(DATASET ENTRIES)

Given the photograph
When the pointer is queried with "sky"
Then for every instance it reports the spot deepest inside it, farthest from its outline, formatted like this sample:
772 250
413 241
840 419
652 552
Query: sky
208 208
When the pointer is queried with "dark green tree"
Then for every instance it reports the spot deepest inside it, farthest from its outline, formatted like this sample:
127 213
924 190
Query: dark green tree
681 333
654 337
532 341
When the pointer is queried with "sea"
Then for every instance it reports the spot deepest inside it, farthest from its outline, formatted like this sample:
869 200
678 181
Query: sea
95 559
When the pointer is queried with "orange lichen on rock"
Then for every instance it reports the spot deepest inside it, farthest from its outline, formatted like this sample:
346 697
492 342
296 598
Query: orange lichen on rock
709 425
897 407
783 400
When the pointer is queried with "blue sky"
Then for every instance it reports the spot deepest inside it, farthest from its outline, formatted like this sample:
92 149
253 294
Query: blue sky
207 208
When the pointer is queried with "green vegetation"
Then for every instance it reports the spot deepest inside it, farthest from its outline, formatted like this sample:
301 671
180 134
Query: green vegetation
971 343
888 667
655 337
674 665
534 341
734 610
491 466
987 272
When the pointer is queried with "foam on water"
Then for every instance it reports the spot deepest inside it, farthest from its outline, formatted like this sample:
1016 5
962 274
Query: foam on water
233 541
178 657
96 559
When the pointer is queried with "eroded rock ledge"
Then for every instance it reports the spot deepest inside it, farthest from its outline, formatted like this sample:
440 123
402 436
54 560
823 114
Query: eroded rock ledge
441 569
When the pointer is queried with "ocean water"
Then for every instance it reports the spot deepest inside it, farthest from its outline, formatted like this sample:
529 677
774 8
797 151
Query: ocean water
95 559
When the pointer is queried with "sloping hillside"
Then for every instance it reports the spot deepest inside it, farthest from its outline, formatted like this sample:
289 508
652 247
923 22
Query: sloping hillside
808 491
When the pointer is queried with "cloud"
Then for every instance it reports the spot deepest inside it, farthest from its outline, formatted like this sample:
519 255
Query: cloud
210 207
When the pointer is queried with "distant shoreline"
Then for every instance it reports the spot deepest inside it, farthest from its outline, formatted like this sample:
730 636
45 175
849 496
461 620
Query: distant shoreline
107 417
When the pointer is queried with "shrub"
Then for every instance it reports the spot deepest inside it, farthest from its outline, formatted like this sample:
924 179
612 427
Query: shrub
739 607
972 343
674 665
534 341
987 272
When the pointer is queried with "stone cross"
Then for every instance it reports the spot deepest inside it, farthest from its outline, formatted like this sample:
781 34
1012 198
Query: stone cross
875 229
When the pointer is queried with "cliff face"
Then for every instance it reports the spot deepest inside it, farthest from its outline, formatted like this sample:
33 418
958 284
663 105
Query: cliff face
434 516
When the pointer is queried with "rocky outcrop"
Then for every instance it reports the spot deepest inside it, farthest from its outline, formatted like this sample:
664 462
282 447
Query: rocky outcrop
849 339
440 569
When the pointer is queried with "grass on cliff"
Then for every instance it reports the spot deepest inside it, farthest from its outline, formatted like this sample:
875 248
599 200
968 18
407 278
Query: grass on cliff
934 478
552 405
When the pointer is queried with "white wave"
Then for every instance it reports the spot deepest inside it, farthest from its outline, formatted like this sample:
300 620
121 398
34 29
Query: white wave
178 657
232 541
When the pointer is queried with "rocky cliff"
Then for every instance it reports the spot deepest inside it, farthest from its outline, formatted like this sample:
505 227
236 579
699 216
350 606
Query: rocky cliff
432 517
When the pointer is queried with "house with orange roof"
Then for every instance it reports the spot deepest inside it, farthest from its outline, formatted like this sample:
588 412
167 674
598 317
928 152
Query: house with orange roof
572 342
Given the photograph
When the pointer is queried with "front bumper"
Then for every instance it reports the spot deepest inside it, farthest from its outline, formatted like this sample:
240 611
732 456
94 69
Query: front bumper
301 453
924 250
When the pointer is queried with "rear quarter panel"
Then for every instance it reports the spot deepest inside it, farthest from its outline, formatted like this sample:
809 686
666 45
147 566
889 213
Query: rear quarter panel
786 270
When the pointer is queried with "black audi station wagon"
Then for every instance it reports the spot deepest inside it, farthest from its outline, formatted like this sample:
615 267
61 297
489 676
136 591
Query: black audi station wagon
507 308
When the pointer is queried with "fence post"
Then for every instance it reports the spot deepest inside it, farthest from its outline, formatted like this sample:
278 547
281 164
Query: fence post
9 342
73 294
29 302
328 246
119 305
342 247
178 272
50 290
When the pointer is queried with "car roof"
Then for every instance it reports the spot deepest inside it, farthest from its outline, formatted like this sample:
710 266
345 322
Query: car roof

(End DATASET ENTRIES)

**TASK OBJECTIVE**
Beginning with the first line and ending with the last, restate the data word for word.

**ANSWER TO THE EXERCISE**
Given the photograph
When the pointer is queried with "sky"
Then for every instance it reports the spot deepest inside it, farthest from its outline, formatted like this sample:
772 250
413 241
840 419
652 552
Query: sky
208 208
When the pointer is queried with "dark green tree"
Then for every instance it reports the spot deepest inside it, farthest from its outline, formatted like this sample:
127 213
924 190
Query: dark green tree
681 333
654 337
532 341
When the pointer is queried with "sea"
Then for every instance it reports the spot deepest inside it, farthest from its outline, formatted like this sample:
869 200
678 181
Query: sea
95 559
When the pointer is queried with "orange lichen on rock"
Then for every instance it reports the spot deepest inside it, farthest from its outline, formatted like this sample:
346 697
492 342
296 598
Query: orange lichen on rock
709 425
897 407
783 400
When the pointer is queried with "blue sky"
Then for every instance it reports the spot deepest inside it, farthest from its outline, formatted like this sample:
92 149
253 294
Query: blue sky
207 208
When the pointer is queried with "green vegetation"
Then for every instance it reports the spot deepest inside it, farthest from its outline, formatted like this sample:
301 671
180 134
Query: green vegetation
971 343
888 667
655 337
674 665
534 341
734 610
491 466
987 272
When the pointer is queried with "foam on water"
Then for every instance it reports the spot deepest inside it, farthest from its outline, formatted like this sample:
1016 5
962 274
Query: foam on water
233 541
178 657
96 559
When the pointer is queried with "eroded rock ledge"
Then for every instance it reports the spot deepest inside it, farthest from its outline, formatted like this sample:
440 123
402 436
54 560
823 114
Query: eroded rock ledge
441 569
When the pointer is queried with "ocean water"
Then for every instance it reports the spot deepest inside it, farthest from its outline, formatted like this sample:
529 677
774 8
797 151
Query: ocean water
95 559
When the pointer is queried with "sloping hillside"
Then for every instance it reports the spot deepest inside it, farthest from its outline, formatted like this sample:
289 508
652 247
923 22
Query: sloping hillside
808 491
When the pointer is queried with "cloud"
Then for every instance it reports the spot deepest inside it, farthest from its outline, formatted like this sample:
519 255
Query: cloud
210 207
When the pointer is queried with "distant shoreline"
Then for every instance it reports the spot deepest inside it, farthest from its outline, formatted like this sample:
730 636
45 175
849 496
461 620
Query: distant shoreline
107 417
When the pointer is queried with "shrub"
Then for every instance it reports the spot deepest inside it, farthest from its outline, formatted like this sample:
924 179
612 427
Query: shrub
739 607
972 343
674 665
534 341
987 272
When the pointer is queried with "stone cross"
Then for every instance it reports the spot deepest inside it, farthest from its outline, formatted like this sample:
781 34
1012 198
Query: stone cross
875 229
When the pointer is queried with "cliff face"
Then for every instance it reports the spot deepest inside it, farthest from its outline, formatted like this sample:
33 418
958 284
663 105
Query: cliff face
434 516
When the pointer is queried with "rocky outcrop"
Then for every instance it reports the spot deepest inside it, farthest from its outline, formatted like this sample:
664 462
282 447
Query: rocky outcrop
849 339
440 569
When the pointer is queried with "grass on cliff"
Then for every instance it reports the spot deepest inside it, farthest from its outline, formatted like this sample:
875 248
599 200
968 18
407 278
Query: grass on cliff
934 478
552 405
When the pointer is queried with "white wave"
Then for every instance it reports the spot deepest inside it, farthest from its outline, formatted like this sample:
300 620
121 398
34 29
Query: white wave
178 657
232 541
When the pointer is queried with "rocky cliff"
Then for every instance it reports the spot deepest inside it, farthest from its outline, formatted like this sample:
505 227
236 579
699 216
350 606
Query: rocky cliff
432 517
When the pointer is queried with "house with orange roof"
Then for every instance it reports the spot deepest inside it, farthest from its outline, formatted like this sample:
588 412
167 674
598 317
928 152
Query: house with orange roof
572 342
Given the photograph
When the pointer is queried with "front bumper"
Then for every instance it reports the spot deepest inside it, farthest from its outline, formatted like this sample:
240 611
732 456
94 69
Query: front bumper
301 453
924 250
When the pointer is queried with "rear quarter panel"
Then for every instance it reports the spot deepest inside it, farthest from its outline, formatted like this sample:
809 686
666 45
147 566
889 213
Query: rear quarter panel
786 270
When the pointer is queried with "black audi station wagon"
Then for every instance it reports the spot deepest inside it, farthest from its outline, formatted like this sample:
615 267
61 297
489 676
136 591
Query: black audi station wagon
507 308
When the pointer is queried with "fence post"
Then for every instance it reports the spot deepest inside it, farthest from its outline, formatted like this sample:
278 547
281 164
Query: fence post
9 342
73 294
29 302
328 246
119 305
342 247
178 272
50 290
When the pointer is queried with "car roof"
Then for every instance it reports the spot deepest inside it, farthest from its outline, formatted like this sample:
710 266
345 322
Query: car roof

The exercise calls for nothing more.